● Selected passage:
▬▬▬▬▬▬
He no longer lived in the
white house but in the out-house in the same yard. That is to say,
Kailasam distanced himself from his conservative background without
leaving it completely. It was a small room which K.V.
Iyer, a friend of Kailasam, describes vividly:
God knows why the room
was so dirty. The only window was shut
tightly. The ventilator above it was covered with a
cardboard. No light was allowed inside the room. On
the floor was a torn mat with a
black hole, probably
caused by carelessly thrown cigarette butts.
Stretched on it was an old thin mattress. The pillow
was soaked in [hair] oil and dirt and had become
'pucca-waterproof'. It felt dirty even to brush it
with one's hands. In one corner was a broom, a
pair of shoes and a single slipper.... Another
corner had a hockey stick and a thick woolen overcoat.
Cigarette ash was strewn all over the room. It
seemed ages since the room had been swept. (trans.
Iyer 1985, 55-56)
▬▬▬▬▬▬
● Given information:
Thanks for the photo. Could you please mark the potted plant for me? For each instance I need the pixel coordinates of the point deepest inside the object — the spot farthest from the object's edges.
▬▬▬▬▬▬
● Written exercise 1: Copy the description of Kailasam's room from "He no longer" up to and including "room which K.V.", but put "shed" in place of "out-house".
● Written exercise 2: In the description of Kailasam's room, which things are said to be in the room's corners?

● Correct output 1:
He no longer lived in the
white house but in the shed in the same yard. That is to say,
Kailasam distanced himself from his conservative background without
leaving it completely. It was a small room which K.V.

● Correct output 2:
- a broom
- a pair of shoes
- a single slipper
- a hockey stick
- a thick woolen overcoat